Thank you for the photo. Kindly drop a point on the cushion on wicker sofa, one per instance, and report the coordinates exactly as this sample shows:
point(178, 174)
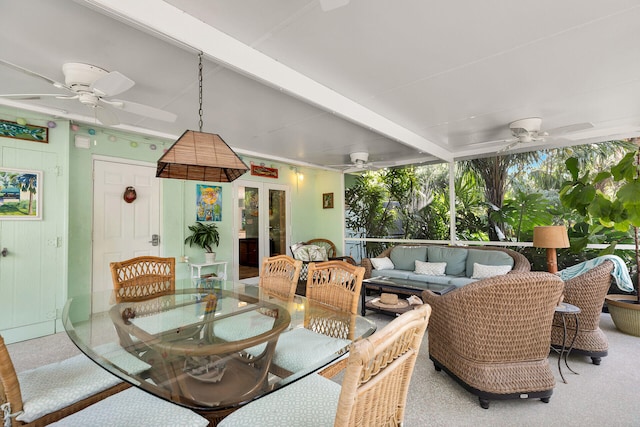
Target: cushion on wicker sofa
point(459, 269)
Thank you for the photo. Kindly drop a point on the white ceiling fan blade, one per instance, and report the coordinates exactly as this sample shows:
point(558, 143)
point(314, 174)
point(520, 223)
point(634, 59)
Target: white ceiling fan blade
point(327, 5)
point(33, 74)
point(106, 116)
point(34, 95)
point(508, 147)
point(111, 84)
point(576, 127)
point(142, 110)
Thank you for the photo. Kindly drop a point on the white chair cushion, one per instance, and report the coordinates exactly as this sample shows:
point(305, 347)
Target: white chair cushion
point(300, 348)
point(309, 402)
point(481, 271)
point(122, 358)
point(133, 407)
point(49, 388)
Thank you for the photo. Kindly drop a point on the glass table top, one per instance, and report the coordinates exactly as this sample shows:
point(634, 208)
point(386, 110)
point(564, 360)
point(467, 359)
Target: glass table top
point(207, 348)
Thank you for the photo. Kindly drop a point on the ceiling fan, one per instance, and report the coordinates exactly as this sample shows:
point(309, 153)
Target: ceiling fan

________

Give again only the lines starting at the one that contains "on the glass" and running to the end of the data.

** The solution **
Thank you for the photo. Kindly drop a point on the glass table top, one per instance, and report the coordinates exactly as this sample shows:
point(634, 208)
point(386, 110)
point(564, 360)
point(467, 359)
Target: glass table top
point(207, 348)
Thank you for the photo. Kindly drop a point on the ceiling fan, one per instance, and report the coordinates exactly as this sample shows:
point(309, 153)
Target: ceiling fan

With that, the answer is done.